EXERCISE AIM
Convert all of the data below into a JSON list of strings, one string per line, omitting any blank lines.

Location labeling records

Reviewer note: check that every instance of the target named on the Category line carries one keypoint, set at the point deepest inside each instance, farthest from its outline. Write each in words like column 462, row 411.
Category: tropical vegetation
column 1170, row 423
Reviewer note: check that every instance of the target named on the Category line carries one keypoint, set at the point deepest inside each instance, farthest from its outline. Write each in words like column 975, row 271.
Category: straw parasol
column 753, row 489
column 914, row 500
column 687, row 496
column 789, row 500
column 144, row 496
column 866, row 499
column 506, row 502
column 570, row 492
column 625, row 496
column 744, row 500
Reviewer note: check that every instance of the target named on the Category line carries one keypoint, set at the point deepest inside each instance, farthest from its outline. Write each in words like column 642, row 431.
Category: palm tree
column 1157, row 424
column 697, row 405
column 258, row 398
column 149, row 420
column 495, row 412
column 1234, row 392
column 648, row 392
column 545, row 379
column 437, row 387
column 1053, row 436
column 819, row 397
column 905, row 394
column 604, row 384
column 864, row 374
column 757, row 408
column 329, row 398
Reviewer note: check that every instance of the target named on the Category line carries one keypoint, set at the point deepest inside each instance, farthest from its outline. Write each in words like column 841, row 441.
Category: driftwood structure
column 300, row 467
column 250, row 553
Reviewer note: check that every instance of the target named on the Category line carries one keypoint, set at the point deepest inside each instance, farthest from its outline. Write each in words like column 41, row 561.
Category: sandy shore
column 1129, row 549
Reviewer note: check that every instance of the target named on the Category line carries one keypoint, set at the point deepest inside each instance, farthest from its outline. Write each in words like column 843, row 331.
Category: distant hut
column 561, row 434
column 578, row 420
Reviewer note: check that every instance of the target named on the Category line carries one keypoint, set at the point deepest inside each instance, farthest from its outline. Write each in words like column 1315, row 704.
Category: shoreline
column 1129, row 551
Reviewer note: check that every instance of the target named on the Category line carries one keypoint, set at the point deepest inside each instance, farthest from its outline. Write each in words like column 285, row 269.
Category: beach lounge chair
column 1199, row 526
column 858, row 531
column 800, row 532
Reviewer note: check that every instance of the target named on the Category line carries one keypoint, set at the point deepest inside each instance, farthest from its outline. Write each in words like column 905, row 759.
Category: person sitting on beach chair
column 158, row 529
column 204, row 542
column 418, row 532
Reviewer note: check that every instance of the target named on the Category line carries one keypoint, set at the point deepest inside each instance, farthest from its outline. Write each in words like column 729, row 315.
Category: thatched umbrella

THE SOLUTION
[
  "Reviewer note: check that every instance of the target named on the Category line carries one keypoint, set at the point deepest inside each instance, farthest from its outline. Write each in words like column 462, row 411.",
  "Category: tropical vegetation",
  "column 1170, row 423",
  "Reviewer note: check that every instance of the target named on the Category line carries one keypoint, set at the point deepest inside each instance, farthest from its outline. Write each in words like column 975, row 271.",
  "Category: straw parasol",
  "column 753, row 489",
  "column 914, row 500",
  "column 687, row 496",
  "column 789, row 500",
  "column 144, row 496",
  "column 866, row 499",
  "column 506, row 502",
  "column 570, row 492",
  "column 625, row 496",
  "column 744, row 500",
  "Reviewer note: check that every instance of the target named on the Category line carries one keypoint, set at the point deepest inside each instance, farthest from its outline. Write each in words like column 642, row 431.",
  "Category: palm tree",
  "column 1157, row 424",
  "column 697, row 405",
  "column 258, row 398",
  "column 149, row 420",
  "column 495, row 412",
  "column 1234, row 392",
  "column 648, row 392",
  "column 545, row 379",
  "column 437, row 387",
  "column 1053, row 436",
  "column 819, row 397",
  "column 905, row 394",
  "column 604, row 384",
  "column 864, row 374",
  "column 757, row 408",
  "column 329, row 398",
  "Reviewer note: check that every instance of the target named on the Category line carries one keypoint, set at the point deepest inside each instance, farthest from its outline. Write each in words like column 841, row 441.",
  "Category: driftwood structure",
  "column 300, row 467",
  "column 250, row 553",
  "Reviewer note: check that every instance of the target named on the Category line carries one keypoint, set at the point deepest inside each instance, farthest from its outline. Write each in words like column 41, row 561.",
  "Category: sandy shore",
  "column 1129, row 549",
  "Reviewer note: check that every instance of the target named on the Category line carries one keypoint, set at the point deepest inside each instance, farthest from its outline. Write each in words like column 843, row 331.",
  "Category: distant hut",
  "column 561, row 434",
  "column 578, row 420",
  "Reviewer note: check that every instance of the target named on the Category line carries one keypoint, set at the point deepest inside each instance, farthest from its outline. Write each in words like column 1315, row 704.",
  "Category: shoreline",
  "column 1129, row 551",
  "Reviewer note: check that every instance of the target named on the Category line carries one keypoint, set at the point deepest inside each instance, farthest from its outline. Write each in words like column 285, row 269.",
  "Category: beach lounge chair",
  "column 1199, row 526",
  "column 858, row 531",
  "column 800, row 532",
  "Reviewer note: check that every instance of the target named on the Category line carries one keypoint, set at the point deepest inside each instance, farthest from its outline. Write each in words like column 905, row 759.",
  "Category: person sitting on beach chair",
  "column 158, row 529",
  "column 204, row 542",
  "column 418, row 532",
  "Reviewer note: check that every instance of the target named on the Category line carries one keypoint, set at the point deepest inside each instance, farthest from its outline. Write each in words like column 729, row 315.",
  "Category: thatched umbrella"
]